ÉNONCÉ A ::
Dans toutes les entrées fournies, substituez « bookcase » à « bookshelf » et recopiez-les sans aucune autre modification.

EXTRAIT DE PAGE ::
▽

Cet article sur Exode 20.4-6 a pour sujet le 2e commandement qui nous interdit de représenter Dieu par des images, car le Dieu invisible n'utilise pas des images — si populaires de nos jours — pour se révéler, mais sa Parole.

Source: La loi de la liberté - Méditations sur le Décalogue. 4 pages.

Exode 20 - Les images - 2e commandement

« Tu ne te feras pas de statue ni de représentation quelconque de ce qui est en haut dans le ciel, de ce qui est en bas sur la terre, et de ce qui est dans les eaux plus bas que la terre. Tu ne te prosterneras pas devant elles, et tu ne leur rendras pas de culte; car moi, l’Éternel, ton Dieu, je suis un Dieu jaloux, qui punis la faute des pères sur les fils jusqu’à la troisième et à la quatrième génération de ceux qui me haïssent, et qui use de bienveillance jusqu’à mille générations envers ceux qui m’aiment et qui gardent mes commandements. »

Exode 20.4-6

L’image a fait une apparition fracassante dans notre monde moderne. On dit que nous vivons dans une civilisation de l’image, et cela ne nous étonne pas, car depuis quelques décennies nous assistons à un « crescendo » de celle-ci qui semble atteindre de nos jours son paroxysme. Depuis les innombrables affiches qui frappent nos yeux partout dans la cité, les journaux illustrés qui tapissent les kiosques, en passant par les salles de cinéma et jusqu’au petit écran qui trône toujours en bonne place dans la salle de séjour de nos concitoyens, l’image est la souveraine incontestée de notre vie quotidienne. Hélas!, ce n’est pas seulement l’ère de l’audiovisuel, mais nous dirons, en faisant un mauvais jeu de mots, qu’elle est surtout celle de « l’odieux visuel »…

Regarder demande moins d’effort que de lire ou même que d’écouter. Cela peut être un enrichissement ou un appauvrissement. Mais il nous semble qu’on pourrait, dans l’ensemble, en faire un bien meilleur usage, et nous déplorons l’apathie des hommes et des femmes devant le déferlement de vulgarité et de sottise, et souvent même d’obscénité et de violence, qui les submerge jour après jour. Sous cet aspect, l’image arrive à être un instrument d’asservissement et la négation consciente ou inconsciente de tout dialogue. Il ne s’agit pas, bien entendu, de dénigrer un technique qui est en soi remarquable, mais de constater simplement que l’homme, avec sa meilleure technique, est amené souvent à son insu à l’appauvrissement et parfois à la destruction de sa personnalité.

△

ENTRÉES FOURNIES ::
▽

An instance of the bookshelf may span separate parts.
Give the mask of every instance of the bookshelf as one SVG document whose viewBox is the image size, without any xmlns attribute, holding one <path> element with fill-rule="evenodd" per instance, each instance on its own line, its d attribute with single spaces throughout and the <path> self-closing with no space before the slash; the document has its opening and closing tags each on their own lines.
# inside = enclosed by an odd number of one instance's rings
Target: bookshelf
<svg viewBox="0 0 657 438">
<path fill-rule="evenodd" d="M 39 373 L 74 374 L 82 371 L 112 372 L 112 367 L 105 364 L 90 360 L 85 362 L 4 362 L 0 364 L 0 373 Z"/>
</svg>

△

ÉNONCÉ B ::
Énumérez tous les supports d'images que l'extrait sur le deuxième commandement cite comme présents dans notre vie quotidienne.

RÉSULTAT FINAL A ::
An instance of the bookcase may span separate parts.
Give the mask of every instance of the bookcase as one SVG document whose viewBox is the image size, without any xmlns attribute, holding one <path> element with fill-rule="evenodd" per instance, each instance on its own line, its d attribute with single spaces throughout and the <path> self-closing with no space before the slash; the document has its opening and closing tags each on their own lines.
# inside = enclosed by an odd number of one instance's rings
Target: bookcase
<svg viewBox="0 0 657 438">
<path fill-rule="evenodd" d="M 39 373 L 74 374 L 82 371 L 112 372 L 112 367 L 105 364 L 90 360 L 85 362 L 4 362 L 0 364 L 0 373 Z"/>
</svg>

RÉSULTAT FINAL B ::
- les innombrables affiches
- les journaux illustrés
- les salles de cinéma
- le petit écran